PROBLEM TO WORK ON: Extract each line of the data below exactly as written.

Excerpts of pointing data:
┏━━

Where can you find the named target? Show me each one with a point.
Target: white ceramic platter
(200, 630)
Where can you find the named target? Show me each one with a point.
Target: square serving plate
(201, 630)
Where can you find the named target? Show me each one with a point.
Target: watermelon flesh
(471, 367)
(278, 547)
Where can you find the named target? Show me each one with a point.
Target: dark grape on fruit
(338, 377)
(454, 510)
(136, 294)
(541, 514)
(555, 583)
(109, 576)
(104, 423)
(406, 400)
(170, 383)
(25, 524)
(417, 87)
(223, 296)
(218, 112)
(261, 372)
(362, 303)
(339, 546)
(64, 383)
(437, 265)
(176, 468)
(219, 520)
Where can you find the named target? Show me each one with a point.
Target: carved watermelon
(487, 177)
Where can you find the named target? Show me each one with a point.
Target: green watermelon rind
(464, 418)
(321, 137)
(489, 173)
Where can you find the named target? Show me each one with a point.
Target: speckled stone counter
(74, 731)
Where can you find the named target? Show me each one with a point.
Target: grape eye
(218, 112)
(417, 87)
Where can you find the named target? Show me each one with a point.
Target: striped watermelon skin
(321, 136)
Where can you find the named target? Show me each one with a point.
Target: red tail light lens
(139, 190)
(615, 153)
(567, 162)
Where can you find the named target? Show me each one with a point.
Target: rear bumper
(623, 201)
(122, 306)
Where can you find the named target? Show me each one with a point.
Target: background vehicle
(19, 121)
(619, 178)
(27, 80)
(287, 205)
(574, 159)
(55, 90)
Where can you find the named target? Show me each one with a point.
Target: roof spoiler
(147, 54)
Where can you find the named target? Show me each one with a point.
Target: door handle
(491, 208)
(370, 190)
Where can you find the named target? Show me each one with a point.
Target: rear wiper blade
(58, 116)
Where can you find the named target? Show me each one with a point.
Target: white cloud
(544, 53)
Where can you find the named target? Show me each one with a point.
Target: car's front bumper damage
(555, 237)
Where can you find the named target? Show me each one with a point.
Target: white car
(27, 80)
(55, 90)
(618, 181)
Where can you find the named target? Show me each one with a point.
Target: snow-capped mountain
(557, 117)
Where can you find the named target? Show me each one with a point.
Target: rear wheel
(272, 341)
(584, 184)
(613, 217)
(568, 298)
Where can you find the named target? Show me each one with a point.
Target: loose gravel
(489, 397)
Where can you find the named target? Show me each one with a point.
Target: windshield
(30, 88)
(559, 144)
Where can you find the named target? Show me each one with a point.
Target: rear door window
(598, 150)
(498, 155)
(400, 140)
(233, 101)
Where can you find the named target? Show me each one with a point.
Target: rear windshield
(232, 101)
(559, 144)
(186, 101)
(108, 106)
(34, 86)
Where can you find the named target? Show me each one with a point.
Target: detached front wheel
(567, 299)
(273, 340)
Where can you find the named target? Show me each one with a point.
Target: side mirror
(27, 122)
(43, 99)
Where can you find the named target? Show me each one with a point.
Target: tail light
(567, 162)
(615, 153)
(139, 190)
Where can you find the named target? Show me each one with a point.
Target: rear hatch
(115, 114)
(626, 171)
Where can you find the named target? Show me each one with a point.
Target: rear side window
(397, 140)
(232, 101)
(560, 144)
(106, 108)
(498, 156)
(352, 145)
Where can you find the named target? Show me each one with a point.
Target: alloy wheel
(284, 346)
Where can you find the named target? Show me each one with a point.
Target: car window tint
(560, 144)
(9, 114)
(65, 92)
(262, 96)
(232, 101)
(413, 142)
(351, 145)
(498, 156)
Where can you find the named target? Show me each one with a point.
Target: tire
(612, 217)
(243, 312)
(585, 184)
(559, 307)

┗━━

SOLVED PROBLEM:
Where can you find the named target? Show me each one with a point.
Target: white ceramic platter
(200, 630)
Where can you find the named target? Show me each one with a point.
Target: square serving plate
(201, 630)
Where can you find the named target? Show me each one with a point.
Target: watermelon flesh
(471, 367)
(278, 547)
Where can you find the named target? Show me each one with a point.
Target: dark grape on fruit
(338, 377)
(454, 510)
(136, 294)
(541, 514)
(555, 583)
(109, 576)
(104, 423)
(406, 400)
(170, 383)
(25, 524)
(417, 87)
(223, 296)
(218, 112)
(261, 372)
(362, 303)
(339, 546)
(64, 383)
(437, 265)
(176, 468)
(219, 520)
Where can you find the named target? Show me each one with a point.
Target: carved watermelon
(487, 177)
Where can you find the named target? Show me each one with a point.
Target: green watermelon rind
(464, 418)
(321, 137)
(489, 173)
Where can you find the named target? Show me each one with a point.
Target: speckled stone counter
(74, 731)
Where can you find the named target? Show me each one with a point.
Target: grape eye
(218, 112)
(417, 87)
Where can you find the named target? Show me each one with a point.
Target: striped watermelon skin
(321, 136)
Where can you find the named target? Show me each one with a point.
Target: red tail light lens
(139, 190)
(615, 153)
(567, 162)
Where can you find the named target? Show me each one with a point.
Target: rear bumper
(623, 201)
(122, 306)
Where can you find the named target? Show me each one with a point.
Target: background vehicle
(19, 121)
(619, 178)
(27, 80)
(287, 205)
(574, 159)
(55, 90)
Where can you find the named target? Show me each one with a point.
Target: roof spoiler
(147, 54)
Where can you find the named target? Show me each one with a point.
Target: door handle
(491, 208)
(370, 190)
Where can you find the named target? Show me each one with a point.
Target: rear wiper blade
(58, 116)
Where can you find the named target? Show me each one with a point.
Target: white cloud
(544, 53)
Where can you find the named target? Show me each one with a point.
Target: car's front bumper damage
(555, 237)
Where can you find the named target? Show me each one with a point.
Target: white car
(27, 80)
(55, 90)
(618, 181)
Where can you find the named target? Show me each one with a point.
Target: snow-capped mountain
(557, 117)
Where can you find the named target? Show me each one with a point.
Target: rear wheel
(272, 341)
(584, 184)
(613, 217)
(568, 298)
Where can you find the named target? Show me each one with a point.
Target: loose gravel
(489, 397)
Where can you find the named target? Show me each one with a point.
Target: windshield
(30, 88)
(559, 144)
Where can you find the named target? Show me each one with a point.
Target: rear door window
(598, 150)
(498, 155)
(400, 140)
(233, 101)
Where can you find the named target? Show me each one with a point.
Target: rear windshield
(232, 101)
(559, 144)
(186, 101)
(108, 106)
(34, 86)
Where can you find the named target? Show me each one with a point.
Target: detached front wheel
(567, 299)
(273, 340)
Where can you find the named target? Show me each one with a point.
Target: side mirror
(27, 122)
(43, 99)
Where can you find the named target? Show me each one with a point.
Target: tail light
(567, 162)
(615, 153)
(139, 190)
Where can you find the named target? Show me each one with a point.
Target: rear hatch
(115, 114)
(626, 171)
Where can you find the named target? Show me each one with a point.
Target: rear side window
(397, 140)
(232, 101)
(560, 144)
(106, 108)
(498, 156)
(352, 145)
Where can you find the named target? Show me each one with a point.
Target: alloy wheel
(284, 346)
Where can you find the named target? Show me each one with a point.
Target: car window tint
(560, 144)
(9, 114)
(65, 92)
(262, 96)
(232, 101)
(413, 142)
(351, 145)
(498, 156)
Where can you find the named target? Show me each one with a point.
Target: tire
(612, 217)
(243, 312)
(585, 184)
(559, 307)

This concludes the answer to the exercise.